_YOUR GOAL_
Of the entries below, restate word for word only the section that runs from the line with "Target: tree trunk" to the line with "Target: green recycling bin", counting both ends.

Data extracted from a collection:
----------

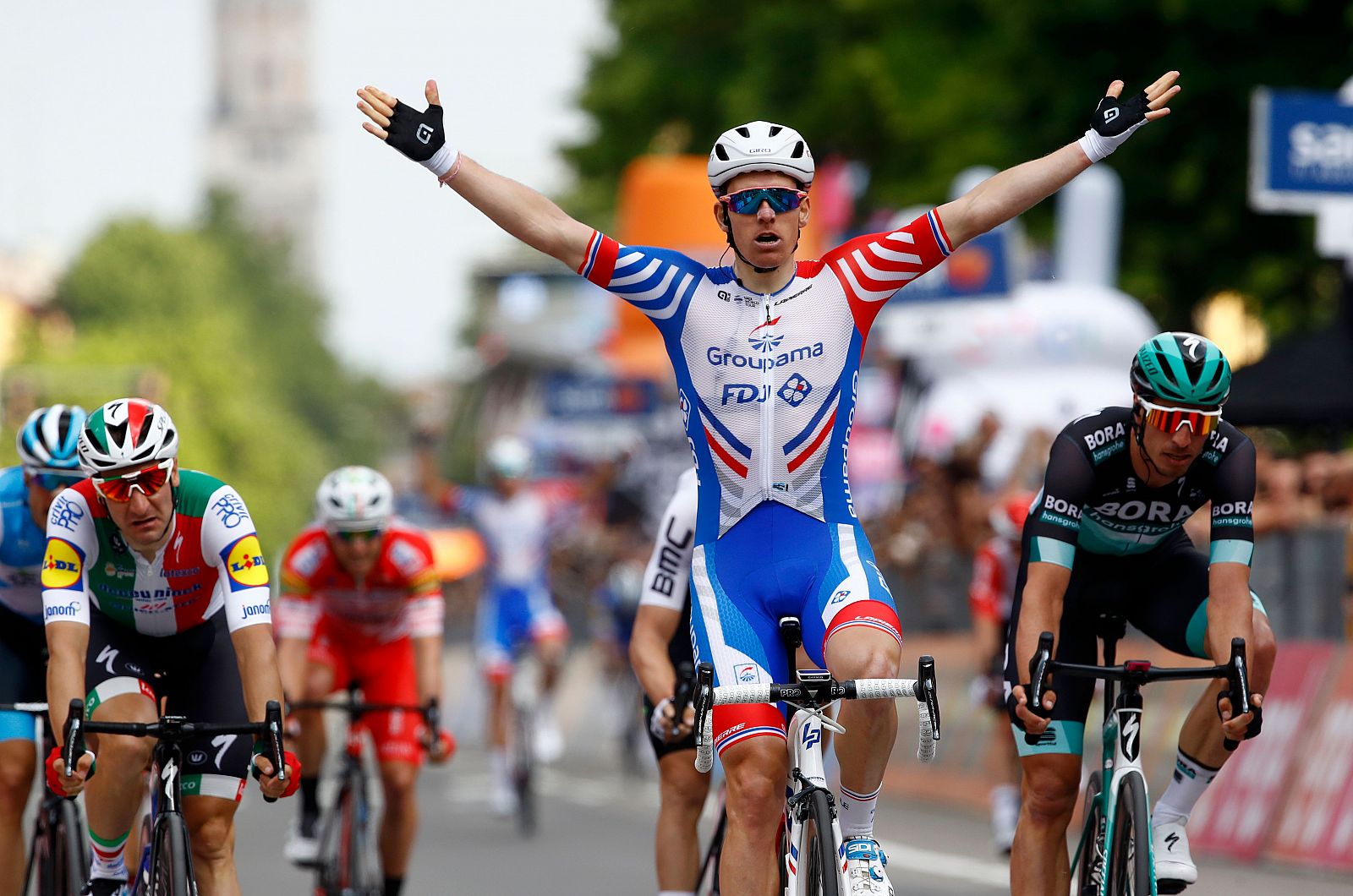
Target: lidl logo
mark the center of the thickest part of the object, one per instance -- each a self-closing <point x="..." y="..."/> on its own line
<point x="245" y="563"/>
<point x="61" y="566"/>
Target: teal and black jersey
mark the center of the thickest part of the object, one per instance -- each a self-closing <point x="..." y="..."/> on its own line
<point x="1093" y="501"/>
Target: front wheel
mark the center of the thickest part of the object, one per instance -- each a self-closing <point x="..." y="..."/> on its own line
<point x="1130" y="853"/>
<point x="820" y="871"/>
<point x="171" y="858"/>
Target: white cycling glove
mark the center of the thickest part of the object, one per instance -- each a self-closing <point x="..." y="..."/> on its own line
<point x="1115" y="119"/>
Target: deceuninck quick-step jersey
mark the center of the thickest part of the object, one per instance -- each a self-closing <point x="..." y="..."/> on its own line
<point x="768" y="382"/>
<point x="211" y="562"/>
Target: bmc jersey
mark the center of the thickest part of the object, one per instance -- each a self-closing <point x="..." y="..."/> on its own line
<point x="22" y="547"/>
<point x="667" y="576"/>
<point x="210" y="562"/>
<point x="1093" y="501"/>
<point x="768" y="382"/>
<point x="399" y="598"/>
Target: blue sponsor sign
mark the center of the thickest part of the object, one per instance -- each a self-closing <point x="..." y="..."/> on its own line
<point x="572" y="396"/>
<point x="1301" y="150"/>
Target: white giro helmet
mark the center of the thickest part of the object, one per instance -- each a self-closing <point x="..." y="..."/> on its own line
<point x="355" y="499"/>
<point x="507" y="458"/>
<point x="123" y="434"/>
<point x="759" y="146"/>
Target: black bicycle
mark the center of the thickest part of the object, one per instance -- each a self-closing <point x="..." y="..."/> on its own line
<point x="1114" y="855"/>
<point x="58" y="853"/>
<point x="168" y="871"/>
<point x="347" y="862"/>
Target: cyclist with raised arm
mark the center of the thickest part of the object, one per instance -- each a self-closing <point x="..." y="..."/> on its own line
<point x="362" y="603"/>
<point x="766" y="355"/>
<point x="1106" y="535"/>
<point x="47" y="463"/>
<point x="516" y="607"/>
<point x="660" y="644"/>
<point x="156" y="574"/>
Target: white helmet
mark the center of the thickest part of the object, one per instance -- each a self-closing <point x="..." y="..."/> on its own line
<point x="123" y="434"/>
<point x="355" y="499"/>
<point x="507" y="458"/>
<point x="759" y="146"/>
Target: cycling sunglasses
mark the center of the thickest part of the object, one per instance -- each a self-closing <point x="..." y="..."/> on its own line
<point x="148" y="481"/>
<point x="1169" y="420"/>
<point x="53" y="481"/>
<point x="746" y="202"/>
<point x="356" y="535"/>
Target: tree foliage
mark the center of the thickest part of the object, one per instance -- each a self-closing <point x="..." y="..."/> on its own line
<point x="211" y="317"/>
<point x="919" y="91"/>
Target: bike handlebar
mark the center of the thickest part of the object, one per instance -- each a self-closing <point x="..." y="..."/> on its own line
<point x="175" y="729"/>
<point x="819" y="693"/>
<point x="1137" y="672"/>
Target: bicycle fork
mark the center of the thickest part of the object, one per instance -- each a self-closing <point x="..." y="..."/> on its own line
<point x="807" y="776"/>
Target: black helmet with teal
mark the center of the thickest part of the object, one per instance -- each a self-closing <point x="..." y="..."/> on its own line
<point x="1181" y="369"/>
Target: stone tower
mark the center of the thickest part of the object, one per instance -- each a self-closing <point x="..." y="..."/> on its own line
<point x="263" y="137"/>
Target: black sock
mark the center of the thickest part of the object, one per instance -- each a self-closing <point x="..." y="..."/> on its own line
<point x="309" y="799"/>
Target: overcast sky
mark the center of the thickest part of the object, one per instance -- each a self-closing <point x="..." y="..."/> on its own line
<point x="106" y="110"/>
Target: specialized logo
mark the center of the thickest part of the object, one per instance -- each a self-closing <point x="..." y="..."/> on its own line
<point x="768" y="341"/>
<point x="65" y="513"/>
<point x="61" y="567"/>
<point x="796" y="390"/>
<point x="744" y="393"/>
<point x="1129" y="740"/>
<point x="245" y="563"/>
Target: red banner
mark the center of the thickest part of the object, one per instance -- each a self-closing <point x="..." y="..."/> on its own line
<point x="1317" y="828"/>
<point x="1237" y="814"/>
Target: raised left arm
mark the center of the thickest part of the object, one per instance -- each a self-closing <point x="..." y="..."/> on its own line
<point x="1016" y="189"/>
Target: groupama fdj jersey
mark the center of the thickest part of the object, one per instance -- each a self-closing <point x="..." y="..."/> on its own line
<point x="211" y="562"/>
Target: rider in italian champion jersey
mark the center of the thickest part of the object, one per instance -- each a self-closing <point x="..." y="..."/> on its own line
<point x="1106" y="533"/>
<point x="47" y="463"/>
<point x="362" y="603"/>
<point x="766" y="355"/>
<point x="156" y="576"/>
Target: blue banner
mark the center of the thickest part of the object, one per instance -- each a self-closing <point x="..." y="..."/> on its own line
<point x="1302" y="149"/>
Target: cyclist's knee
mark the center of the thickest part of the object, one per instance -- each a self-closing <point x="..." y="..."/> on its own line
<point x="213" y="831"/>
<point x="125" y="754"/>
<point x="1052" y="785"/>
<point x="755" y="770"/>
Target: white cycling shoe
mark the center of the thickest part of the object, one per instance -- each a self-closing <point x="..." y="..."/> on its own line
<point x="865" y="864"/>
<point x="1175" y="868"/>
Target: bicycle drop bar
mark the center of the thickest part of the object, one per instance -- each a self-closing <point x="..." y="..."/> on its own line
<point x="175" y="729"/>
<point x="819" y="692"/>
<point x="1137" y="672"/>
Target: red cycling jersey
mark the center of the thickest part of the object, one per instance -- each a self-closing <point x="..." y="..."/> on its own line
<point x="994" y="580"/>
<point x="401" y="597"/>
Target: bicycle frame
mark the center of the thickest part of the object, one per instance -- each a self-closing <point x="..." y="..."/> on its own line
<point x="808" y="774"/>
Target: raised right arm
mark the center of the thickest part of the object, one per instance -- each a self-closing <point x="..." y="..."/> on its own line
<point x="518" y="209"/>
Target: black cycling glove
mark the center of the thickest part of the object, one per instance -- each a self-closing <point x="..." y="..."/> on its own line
<point x="1114" y="122"/>
<point x="421" y="137"/>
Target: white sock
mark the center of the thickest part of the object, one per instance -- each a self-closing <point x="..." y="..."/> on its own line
<point x="857" y="815"/>
<point x="1191" y="777"/>
<point x="108" y="861"/>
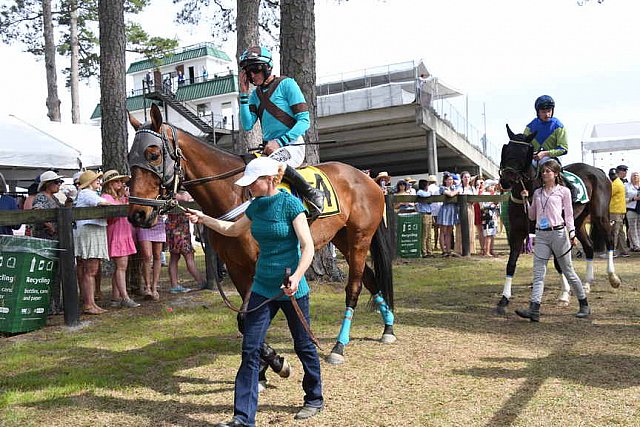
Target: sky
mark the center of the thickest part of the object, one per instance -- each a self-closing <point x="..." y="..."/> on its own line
<point x="501" y="54"/>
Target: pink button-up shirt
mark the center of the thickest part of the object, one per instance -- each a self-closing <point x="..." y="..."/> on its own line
<point x="550" y="205"/>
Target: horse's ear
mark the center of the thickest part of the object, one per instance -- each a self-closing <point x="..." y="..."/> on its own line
<point x="134" y="122"/>
<point x="530" y="137"/>
<point x="156" y="118"/>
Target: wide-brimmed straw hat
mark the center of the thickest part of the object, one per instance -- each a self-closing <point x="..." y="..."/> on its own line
<point x="114" y="175"/>
<point x="87" y="178"/>
<point x="46" y="177"/>
<point x="383" y="176"/>
<point x="262" y="166"/>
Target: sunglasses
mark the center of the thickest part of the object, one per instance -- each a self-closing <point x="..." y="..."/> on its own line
<point x="254" y="68"/>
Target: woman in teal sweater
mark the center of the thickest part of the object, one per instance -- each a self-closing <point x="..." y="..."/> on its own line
<point x="278" y="223"/>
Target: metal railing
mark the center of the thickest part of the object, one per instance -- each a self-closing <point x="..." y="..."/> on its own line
<point x="446" y="112"/>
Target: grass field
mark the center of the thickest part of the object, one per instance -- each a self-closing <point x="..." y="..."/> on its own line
<point x="173" y="363"/>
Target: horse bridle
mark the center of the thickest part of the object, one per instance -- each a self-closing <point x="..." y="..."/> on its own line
<point x="169" y="171"/>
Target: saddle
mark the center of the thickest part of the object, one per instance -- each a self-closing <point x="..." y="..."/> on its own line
<point x="319" y="180"/>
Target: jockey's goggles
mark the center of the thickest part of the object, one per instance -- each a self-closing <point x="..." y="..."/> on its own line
<point x="255" y="68"/>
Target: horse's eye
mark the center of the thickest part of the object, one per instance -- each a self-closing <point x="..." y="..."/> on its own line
<point x="152" y="154"/>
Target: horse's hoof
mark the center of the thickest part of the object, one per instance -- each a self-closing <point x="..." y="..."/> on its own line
<point x="501" y="308"/>
<point x="335" y="359"/>
<point x="388" y="339"/>
<point x="286" y="369"/>
<point x="614" y="280"/>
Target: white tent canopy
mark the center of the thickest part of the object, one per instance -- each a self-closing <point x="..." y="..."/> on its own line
<point x="26" y="152"/>
<point x="87" y="139"/>
<point x="605" y="137"/>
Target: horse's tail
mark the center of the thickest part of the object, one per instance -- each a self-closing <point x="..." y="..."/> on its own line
<point x="382" y="256"/>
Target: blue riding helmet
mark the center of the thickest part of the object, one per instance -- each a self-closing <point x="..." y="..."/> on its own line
<point x="256" y="59"/>
<point x="544" y="102"/>
<point x="256" y="55"/>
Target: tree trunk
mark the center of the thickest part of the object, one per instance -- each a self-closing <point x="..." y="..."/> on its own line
<point x="248" y="35"/>
<point x="74" y="77"/>
<point x="53" y="102"/>
<point x="298" y="60"/>
<point x="113" y="85"/>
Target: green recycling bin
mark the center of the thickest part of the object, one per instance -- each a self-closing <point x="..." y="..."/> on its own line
<point x="27" y="270"/>
<point x="409" y="233"/>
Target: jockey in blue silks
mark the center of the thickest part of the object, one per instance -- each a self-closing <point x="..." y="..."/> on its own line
<point x="551" y="138"/>
<point x="282" y="110"/>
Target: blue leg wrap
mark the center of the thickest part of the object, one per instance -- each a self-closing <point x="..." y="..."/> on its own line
<point x="345" y="330"/>
<point x="385" y="312"/>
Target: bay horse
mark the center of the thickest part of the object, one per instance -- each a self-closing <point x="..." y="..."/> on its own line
<point x="517" y="173"/>
<point x="162" y="155"/>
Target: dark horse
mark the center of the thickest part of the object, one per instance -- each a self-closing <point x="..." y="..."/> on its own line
<point x="162" y="154"/>
<point x="516" y="174"/>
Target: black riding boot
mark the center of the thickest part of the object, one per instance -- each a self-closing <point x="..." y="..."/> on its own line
<point x="533" y="313"/>
<point x="313" y="196"/>
<point x="584" y="311"/>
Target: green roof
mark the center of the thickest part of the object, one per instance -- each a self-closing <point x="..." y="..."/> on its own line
<point x="180" y="55"/>
<point x="217" y="86"/>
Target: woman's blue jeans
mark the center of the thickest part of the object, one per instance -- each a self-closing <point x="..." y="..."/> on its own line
<point x="256" y="324"/>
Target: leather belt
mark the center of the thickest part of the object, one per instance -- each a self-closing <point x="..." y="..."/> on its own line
<point x="554" y="228"/>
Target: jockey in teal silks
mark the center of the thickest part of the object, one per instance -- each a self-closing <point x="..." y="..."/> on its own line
<point x="282" y="110"/>
<point x="551" y="138"/>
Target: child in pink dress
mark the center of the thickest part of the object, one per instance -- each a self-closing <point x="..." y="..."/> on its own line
<point x="119" y="239"/>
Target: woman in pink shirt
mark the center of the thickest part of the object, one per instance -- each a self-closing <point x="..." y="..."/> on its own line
<point x="119" y="238"/>
<point x="554" y="238"/>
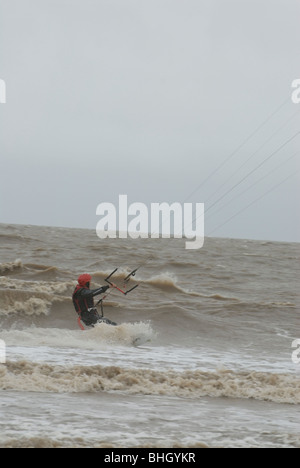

----------

_YOUR RESPONSE_
Target: tree trunk
mark the center of the thickest part of the object, one per instance -- each a self-closing <point x="..." y="..."/> on its own line
<point x="248" y="35"/>
<point x="74" y="77"/>
<point x="53" y="102"/>
<point x="298" y="60"/>
<point x="113" y="85"/>
Target: green recycling bin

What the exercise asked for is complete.